WORK TO COMPLETE:
Reproduce each record exactly, leaving nothing out.
::::::
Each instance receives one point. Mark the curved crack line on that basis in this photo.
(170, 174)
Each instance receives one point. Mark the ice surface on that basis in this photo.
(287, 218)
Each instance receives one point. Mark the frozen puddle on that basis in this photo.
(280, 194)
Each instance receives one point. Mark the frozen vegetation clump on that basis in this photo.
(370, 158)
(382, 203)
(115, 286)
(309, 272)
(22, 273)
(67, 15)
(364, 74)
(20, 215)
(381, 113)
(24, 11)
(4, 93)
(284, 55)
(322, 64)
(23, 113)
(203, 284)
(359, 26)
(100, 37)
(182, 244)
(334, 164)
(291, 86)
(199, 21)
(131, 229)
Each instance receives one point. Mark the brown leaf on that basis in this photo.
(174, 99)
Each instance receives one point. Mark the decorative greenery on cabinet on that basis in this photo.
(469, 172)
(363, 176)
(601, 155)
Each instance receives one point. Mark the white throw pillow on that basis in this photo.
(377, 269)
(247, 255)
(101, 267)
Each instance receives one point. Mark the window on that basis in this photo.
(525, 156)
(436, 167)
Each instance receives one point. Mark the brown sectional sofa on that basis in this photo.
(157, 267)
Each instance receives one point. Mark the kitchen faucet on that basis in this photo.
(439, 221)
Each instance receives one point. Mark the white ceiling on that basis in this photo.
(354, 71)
::::::
THE COMPLETED TASK:
Each instance receives one point. Mark the curved crack line on that basis in this photo.
(170, 174)
Each instance receives one point. Mark the ice surface on that basis in this photo.
(287, 218)
Each instance receives one point. Mark the frozen puddle on that basis in this photo.
(280, 194)
Each instance receives one point. Mark the frozen vegetation clump on that basis in this photo.
(370, 158)
(382, 203)
(115, 286)
(309, 272)
(22, 273)
(67, 15)
(364, 74)
(20, 215)
(381, 113)
(24, 11)
(4, 93)
(284, 55)
(322, 64)
(23, 113)
(203, 284)
(359, 26)
(100, 37)
(182, 244)
(334, 164)
(291, 86)
(199, 21)
(131, 229)
Each instance receives one point. Mark the brown leaf on that basis in this photo.
(174, 99)
Each instance receives one point. Mark the decorative greenery on cabinet on that basis in this photo.
(469, 172)
(363, 176)
(601, 155)
Each instance receives one point. Mark the white throw pillow on that basis in this photo.
(377, 269)
(247, 255)
(101, 267)
Each instance receives one point. Mark the window on that basis in this photo.
(525, 156)
(436, 167)
Each instance receives one point. Mark the brown sectional sofa on that basis in this photo.
(157, 267)
Each instance receives one point. Mark the kitchen faucet on that basis in this photo.
(439, 221)
Each instance receives one point. Mark the white ceiling on that basis in this photo.
(354, 71)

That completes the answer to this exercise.